ABOUT THIS TASK.
Below are some records; reproduce them exactly.
══ SUPPLIED MATERIAL ══
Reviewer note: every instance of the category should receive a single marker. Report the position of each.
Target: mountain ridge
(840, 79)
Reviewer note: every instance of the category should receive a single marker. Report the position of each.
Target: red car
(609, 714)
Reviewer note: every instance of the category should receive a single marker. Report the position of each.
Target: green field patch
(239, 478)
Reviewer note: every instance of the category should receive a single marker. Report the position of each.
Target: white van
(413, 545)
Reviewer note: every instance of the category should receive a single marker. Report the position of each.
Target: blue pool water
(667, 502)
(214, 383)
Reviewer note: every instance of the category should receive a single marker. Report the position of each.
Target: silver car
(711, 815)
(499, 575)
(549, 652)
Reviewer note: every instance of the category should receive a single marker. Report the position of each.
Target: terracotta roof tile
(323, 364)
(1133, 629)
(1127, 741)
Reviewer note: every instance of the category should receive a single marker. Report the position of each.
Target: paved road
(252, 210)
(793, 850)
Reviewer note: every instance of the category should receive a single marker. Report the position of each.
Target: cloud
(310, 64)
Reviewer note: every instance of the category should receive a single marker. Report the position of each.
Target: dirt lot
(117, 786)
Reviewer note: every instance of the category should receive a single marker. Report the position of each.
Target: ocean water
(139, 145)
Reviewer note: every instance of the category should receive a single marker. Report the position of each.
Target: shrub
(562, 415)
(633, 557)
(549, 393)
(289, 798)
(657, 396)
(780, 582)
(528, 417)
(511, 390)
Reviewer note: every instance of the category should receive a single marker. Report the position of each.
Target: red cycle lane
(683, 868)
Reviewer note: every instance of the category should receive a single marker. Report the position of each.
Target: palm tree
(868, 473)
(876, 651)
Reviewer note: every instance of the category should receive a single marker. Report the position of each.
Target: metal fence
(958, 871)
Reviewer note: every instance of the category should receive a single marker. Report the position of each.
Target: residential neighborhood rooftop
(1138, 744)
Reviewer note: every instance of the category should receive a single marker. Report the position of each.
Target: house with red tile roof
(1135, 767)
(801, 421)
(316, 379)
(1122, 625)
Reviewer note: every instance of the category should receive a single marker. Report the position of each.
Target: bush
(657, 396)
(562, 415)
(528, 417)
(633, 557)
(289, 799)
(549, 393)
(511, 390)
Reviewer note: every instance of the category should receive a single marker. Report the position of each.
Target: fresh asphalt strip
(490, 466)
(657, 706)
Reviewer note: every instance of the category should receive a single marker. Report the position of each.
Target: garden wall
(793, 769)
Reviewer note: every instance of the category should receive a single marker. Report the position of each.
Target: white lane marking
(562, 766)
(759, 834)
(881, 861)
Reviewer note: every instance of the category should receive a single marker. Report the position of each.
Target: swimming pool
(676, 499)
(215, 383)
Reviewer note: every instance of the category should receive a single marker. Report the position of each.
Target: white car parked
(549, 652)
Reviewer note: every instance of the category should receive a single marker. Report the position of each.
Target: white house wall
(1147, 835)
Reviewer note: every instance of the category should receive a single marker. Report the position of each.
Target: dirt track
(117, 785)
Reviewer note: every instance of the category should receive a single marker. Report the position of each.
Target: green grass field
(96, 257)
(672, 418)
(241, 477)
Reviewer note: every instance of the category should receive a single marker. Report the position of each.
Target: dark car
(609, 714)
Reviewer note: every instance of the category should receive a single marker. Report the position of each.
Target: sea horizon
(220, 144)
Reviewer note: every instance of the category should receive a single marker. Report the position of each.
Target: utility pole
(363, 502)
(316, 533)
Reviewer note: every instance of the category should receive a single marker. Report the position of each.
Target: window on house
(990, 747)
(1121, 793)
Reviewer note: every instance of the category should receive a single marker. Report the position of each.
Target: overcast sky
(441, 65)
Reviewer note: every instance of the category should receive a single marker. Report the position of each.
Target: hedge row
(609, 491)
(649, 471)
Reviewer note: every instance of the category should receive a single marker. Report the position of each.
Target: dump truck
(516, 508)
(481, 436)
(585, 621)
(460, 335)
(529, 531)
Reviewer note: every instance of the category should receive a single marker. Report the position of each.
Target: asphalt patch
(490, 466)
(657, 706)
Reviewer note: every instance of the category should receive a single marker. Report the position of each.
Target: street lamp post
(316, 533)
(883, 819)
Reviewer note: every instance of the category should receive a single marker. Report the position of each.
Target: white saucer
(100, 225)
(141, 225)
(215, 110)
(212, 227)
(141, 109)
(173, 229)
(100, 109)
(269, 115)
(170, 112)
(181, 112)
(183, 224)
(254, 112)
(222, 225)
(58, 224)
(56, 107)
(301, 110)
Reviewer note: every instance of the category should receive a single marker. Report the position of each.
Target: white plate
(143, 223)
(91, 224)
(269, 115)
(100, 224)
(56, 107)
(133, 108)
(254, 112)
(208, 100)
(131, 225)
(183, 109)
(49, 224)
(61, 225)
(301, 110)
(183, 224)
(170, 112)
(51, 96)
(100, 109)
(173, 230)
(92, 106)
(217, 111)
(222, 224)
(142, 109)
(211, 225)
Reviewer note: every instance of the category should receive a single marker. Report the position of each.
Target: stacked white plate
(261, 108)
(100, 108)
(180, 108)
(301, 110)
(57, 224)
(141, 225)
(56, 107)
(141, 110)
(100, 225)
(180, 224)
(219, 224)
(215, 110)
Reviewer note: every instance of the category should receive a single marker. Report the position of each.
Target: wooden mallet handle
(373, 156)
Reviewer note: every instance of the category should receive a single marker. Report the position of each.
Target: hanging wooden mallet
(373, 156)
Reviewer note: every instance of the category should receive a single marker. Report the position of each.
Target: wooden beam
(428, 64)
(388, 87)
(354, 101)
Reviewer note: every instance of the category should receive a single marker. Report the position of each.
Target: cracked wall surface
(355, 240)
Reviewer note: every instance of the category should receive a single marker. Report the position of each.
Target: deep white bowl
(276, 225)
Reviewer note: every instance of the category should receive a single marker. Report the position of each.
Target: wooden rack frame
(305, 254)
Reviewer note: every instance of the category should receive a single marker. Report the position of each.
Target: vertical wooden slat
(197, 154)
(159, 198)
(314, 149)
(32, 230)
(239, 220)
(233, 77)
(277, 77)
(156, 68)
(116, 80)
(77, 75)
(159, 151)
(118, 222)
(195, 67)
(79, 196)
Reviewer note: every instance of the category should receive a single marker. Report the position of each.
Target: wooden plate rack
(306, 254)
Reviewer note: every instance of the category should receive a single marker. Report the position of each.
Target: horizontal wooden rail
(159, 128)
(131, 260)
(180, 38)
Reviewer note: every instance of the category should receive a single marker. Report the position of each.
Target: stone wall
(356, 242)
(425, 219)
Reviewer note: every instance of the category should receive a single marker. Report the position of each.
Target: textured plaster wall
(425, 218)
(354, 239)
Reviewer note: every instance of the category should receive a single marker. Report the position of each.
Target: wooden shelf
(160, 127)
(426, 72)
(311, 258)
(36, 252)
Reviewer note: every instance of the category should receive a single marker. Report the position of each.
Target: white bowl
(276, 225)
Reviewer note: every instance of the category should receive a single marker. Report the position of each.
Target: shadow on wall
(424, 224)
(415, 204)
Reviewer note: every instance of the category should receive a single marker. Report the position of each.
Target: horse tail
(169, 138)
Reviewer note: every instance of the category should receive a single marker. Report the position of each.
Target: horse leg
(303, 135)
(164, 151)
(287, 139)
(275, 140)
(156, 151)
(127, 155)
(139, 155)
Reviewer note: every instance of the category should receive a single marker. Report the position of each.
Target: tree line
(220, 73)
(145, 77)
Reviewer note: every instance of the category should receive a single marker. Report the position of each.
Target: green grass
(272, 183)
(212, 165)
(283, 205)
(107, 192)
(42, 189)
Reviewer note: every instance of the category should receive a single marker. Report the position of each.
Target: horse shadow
═══
ANSWER BOX.
Reviewer note: every instance of the category should receive a single marker. Report the position of each.
Target: mountain ridge
(840, 79)
Reviewer note: every instance of the category should receive a single marker. Report the position of each.
Target: red car
(609, 714)
Reviewer note: every instance of the category should receive a single marker. Report the position of each.
Target: green field patch
(239, 478)
Reviewer note: every instance of the category should receive a single marker. Report the position of each.
Target: white van
(413, 545)
Reviewer note: every instance of the category should receive a single marker. Report the position of each.
Target: blue pool water
(667, 502)
(214, 383)
Reviewer note: every instance of the category should receive a single marker. Report the position of each.
Target: silver car
(711, 815)
(499, 575)
(549, 652)
Reviewer note: every instance of the category should receive a single marker. Report the position of each.
Target: terracotta roof tile
(323, 364)
(1133, 629)
(1127, 741)
Reviewer note: every instance of the category should receive a single marker. Report the position of each.
Target: paved road
(252, 210)
(793, 850)
Reviewer note: every instance of the category should receive a single marker. Report the position of each.
Target: cloud
(310, 64)
Reviewer note: every instance of the category should receive a single marker. Report the position of each.
Target: dirt lot
(117, 786)
Reviewer note: every instance of the category should receive a single marker. Report the position of each.
Target: ocean water
(139, 145)
Reviewer note: every instance of the category should receive a single marker. Report the position of each.
Target: shrub
(562, 415)
(633, 557)
(549, 393)
(289, 798)
(657, 396)
(780, 582)
(528, 417)
(511, 390)
Reviewer note: every instance of the category should receive a single marker. Report the position of each.
Target: red cycle lane
(683, 868)
Reviewer note: every instance of the category should receive a single marker. Report the position of each.
Target: palm tree
(868, 473)
(876, 651)
Reviewer note: every instance of the category should receive a single marker. Report the position of each.
Target: metal fence
(958, 871)
Reviewer note: every instance of the category should receive a single marker. Report the position of each.
Target: residential neighborhood rooftop
(1138, 744)
Reviewer note: every instance of the category should receive a single marker. Report the position of each.
Target: house with red tile roof
(1135, 767)
(801, 421)
(316, 379)
(1122, 625)
Reviewer note: every instance of the category should receive a single marker. Report the position of each.
Target: bush
(657, 396)
(562, 415)
(528, 417)
(633, 557)
(289, 799)
(549, 393)
(511, 390)
Reviewer note: every instance of the category should receive a single marker. Report the position of each.
Target: fresh asphalt strip
(490, 466)
(657, 706)
Reviewer note: every instance of the category should receive a single marker. Report the position of each.
Target: garden wall
(793, 769)
Reviewer note: every instance of the category should receive a single marker. Report the position of each.
Target: white lane marking
(562, 766)
(759, 834)
(881, 861)
Reviewer note: every instance of the category should receive a single marker. Report the position of each.
Target: swimming pool
(676, 499)
(215, 383)
Reviewer note: every instance of the category should receive a single marker. Report the position of each.
Target: white car parked
(549, 652)
Reviewer note: every instance of the category should receive a single marker. Report the position of each.
Target: white house wall
(1147, 835)
Reviewer note: every instance of the category should receive a single marker. Report the position of each.
Target: dirt track
(117, 785)
Reviewer note: every instance of the category should receive a single marker. Report the position of each.
Target: green grass field
(96, 257)
(672, 418)
(241, 477)
Reviewer note: every instance of the category should receive a single marker. Report the position of each.
Target: dark car
(609, 714)
Reviewer note: every instance of the category should receive a single marker. Report the position of each.
Target: sea horizon
(220, 144)
Reviewer note: every instance of the category should receive a single marker. Report the position of each.
Target: utility pole
(363, 502)
(316, 533)
Reviewer note: every instance of the category should receive a single marker. Report the position of each.
Target: window on house
(990, 747)
(1121, 793)
Reviewer note: every instance of the category should receive a single marker. Report the position of each.
Target: overcast sky
(441, 65)
Reviewer note: every instance of the category should receive a single marker. Report the position of each.
Target: hedge row
(609, 491)
(649, 471)
Reviewer note: every instance of the category should receive a single marker. Report the position of each.
Target: dump truck
(516, 508)
(481, 436)
(585, 621)
(460, 335)
(529, 531)
Reviewer note: every instance of the category should receive a single marker. Report the position of each.
Target: asphalt patch
(490, 466)
(657, 706)
Reviewer note: every instance of the category should receive a single marker. Report the position of each.
Target: street lamp post
(316, 533)
(883, 819)
Reviewer note: every instance of the category should receive a single marker. Report the position of each.
Target: white saucer
(100, 225)
(141, 225)
(215, 110)
(212, 227)
(141, 109)
(173, 229)
(100, 109)
(269, 115)
(170, 112)
(181, 112)
(183, 224)
(254, 112)
(222, 225)
(58, 224)
(56, 107)
(301, 110)
Reviewer note: every instance of the category should receive a single marker. Report the position of each.
Target: white plate
(143, 223)
(91, 224)
(269, 115)
(100, 224)
(56, 107)
(133, 108)
(254, 112)
(208, 100)
(131, 225)
(183, 109)
(49, 224)
(61, 225)
(301, 110)
(183, 224)
(170, 112)
(51, 96)
(100, 109)
(173, 230)
(92, 106)
(217, 111)
(222, 224)
(142, 109)
(211, 225)
Reviewer note: every instance of the category should receive a single marker. Report the position of each.
Target: stacked white plate
(261, 108)
(100, 108)
(180, 108)
(301, 110)
(57, 224)
(141, 225)
(56, 107)
(141, 110)
(100, 225)
(180, 224)
(219, 224)
(215, 110)
Reviewer note: every instance of the category should receive a single marker. Report the position of each.
Target: wooden mallet handle
(373, 156)
Reviewer note: every instance of the category should receive a single marker. Report the position of each.
Target: hanging wooden mallet
(373, 156)
Reviewer note: every instance of the category should receive a single marker. Report the position of each.
Target: wooden beam
(428, 64)
(388, 87)
(354, 101)
Reviewer note: every instance of the category should receive a single marker. Report the position of each.
Target: cracked wall surface
(355, 240)
Reviewer note: every instance of the category should receive a single marker. Report the position of each.
Target: deep white bowl
(276, 225)
Reviewer note: every instance of the category should receive a single marker. Report the position of each.
Target: wooden rack frame
(305, 254)
Reviewer note: every instance of the category should receive a single marker. Report the position of each.
Target: vertical wooden slat
(197, 154)
(159, 198)
(314, 149)
(32, 230)
(239, 220)
(233, 77)
(277, 77)
(156, 68)
(116, 80)
(77, 75)
(159, 151)
(118, 222)
(195, 67)
(79, 196)
Reviewer note: every instance of the category should receive a single marker. Report the position of each.
Target: wooden plate rack
(306, 254)
Reviewer note: every instance of the category should receive a single marker. Report the position of each.
Target: horizontal wooden rail
(159, 128)
(131, 260)
(180, 38)
Reviewer note: every instance of the category should receive a single marker. Report the position of each.
Target: stone wall
(356, 242)
(425, 219)
Reviewer note: every instance of the category should receive a single marker. Report the position of each.
Target: textured plaster wall
(425, 218)
(354, 239)
Reviewer note: every instance of the category should receive a single marker. Report the position of each.
Target: wooden shelf
(160, 127)
(426, 72)
(311, 258)
(36, 252)
Reviewer note: every instance of the category should receive a single marker. Report the position of each.
Target: white bowl
(276, 225)
Reviewer note: every instance of the category should receive a single marker. Report the position of each.
Target: shadow on wall
(424, 224)
(415, 204)
Reviewer note: every instance of the category should receive a single marker. Report the position of each.
Target: horse tail
(169, 138)
Reviewer note: every instance of the category should receive a single marker. Report the position of each.
Target: horse leg
(303, 135)
(164, 151)
(287, 139)
(275, 140)
(156, 151)
(127, 155)
(139, 155)
Reviewer note: every instance of the category should receive a single marker. Report the position of each.
Target: tree line
(220, 73)
(145, 77)
Reviewer note: every instance of the category should receive a single marker. Report the position of each.
Target: green grass
(272, 183)
(212, 165)
(283, 205)
(107, 192)
(42, 189)
Reviewer note: every instance of the category should receive a single marker. Report the position of each.
Target: horse shadow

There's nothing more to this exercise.